EXCERPTED RECORDS:

▶

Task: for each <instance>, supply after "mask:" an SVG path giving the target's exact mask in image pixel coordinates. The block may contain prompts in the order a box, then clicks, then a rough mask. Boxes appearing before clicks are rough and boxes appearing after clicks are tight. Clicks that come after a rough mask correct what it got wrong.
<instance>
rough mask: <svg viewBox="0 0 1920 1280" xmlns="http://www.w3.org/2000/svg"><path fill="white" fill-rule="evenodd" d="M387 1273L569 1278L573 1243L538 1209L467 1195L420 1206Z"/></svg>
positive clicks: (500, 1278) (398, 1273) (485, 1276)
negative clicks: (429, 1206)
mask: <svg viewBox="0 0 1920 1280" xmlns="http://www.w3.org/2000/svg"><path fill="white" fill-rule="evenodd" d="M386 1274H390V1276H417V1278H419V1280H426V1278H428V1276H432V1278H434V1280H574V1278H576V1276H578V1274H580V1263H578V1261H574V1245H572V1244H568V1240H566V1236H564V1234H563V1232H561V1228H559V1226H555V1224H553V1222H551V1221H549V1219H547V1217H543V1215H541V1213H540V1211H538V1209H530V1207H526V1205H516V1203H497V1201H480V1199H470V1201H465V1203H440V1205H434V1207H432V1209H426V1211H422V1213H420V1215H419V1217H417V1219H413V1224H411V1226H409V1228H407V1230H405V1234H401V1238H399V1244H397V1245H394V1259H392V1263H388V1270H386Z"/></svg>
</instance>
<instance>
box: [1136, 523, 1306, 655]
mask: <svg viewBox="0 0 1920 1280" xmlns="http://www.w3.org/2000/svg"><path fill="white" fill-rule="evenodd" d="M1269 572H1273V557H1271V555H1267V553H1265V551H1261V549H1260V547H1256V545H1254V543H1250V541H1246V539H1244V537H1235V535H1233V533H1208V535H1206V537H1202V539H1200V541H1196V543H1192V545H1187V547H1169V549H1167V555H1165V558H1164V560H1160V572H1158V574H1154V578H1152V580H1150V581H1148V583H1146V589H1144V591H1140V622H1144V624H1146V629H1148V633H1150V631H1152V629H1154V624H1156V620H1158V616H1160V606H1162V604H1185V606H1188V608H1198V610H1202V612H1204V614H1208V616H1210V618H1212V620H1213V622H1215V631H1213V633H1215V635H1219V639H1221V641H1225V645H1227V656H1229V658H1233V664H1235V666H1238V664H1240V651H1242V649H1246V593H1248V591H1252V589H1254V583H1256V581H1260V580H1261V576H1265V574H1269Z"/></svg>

◀

WHAT IS NEEDED: What lines in the entries above hold "instance"? Copy every one.

OUTPUT BELOW:
Task: for each <instance>, supply after "mask:" an SVG path giving the target's exact mask in image pixel coordinates. The block may contain prompts in the order a box, then clicks, then a rough mask. Boxes appearing before clicks are rough and boxes appearing after clicks are tight. Clicks that come after a rough mask correct what it got wrong.
<instance>
</instance>
<instance>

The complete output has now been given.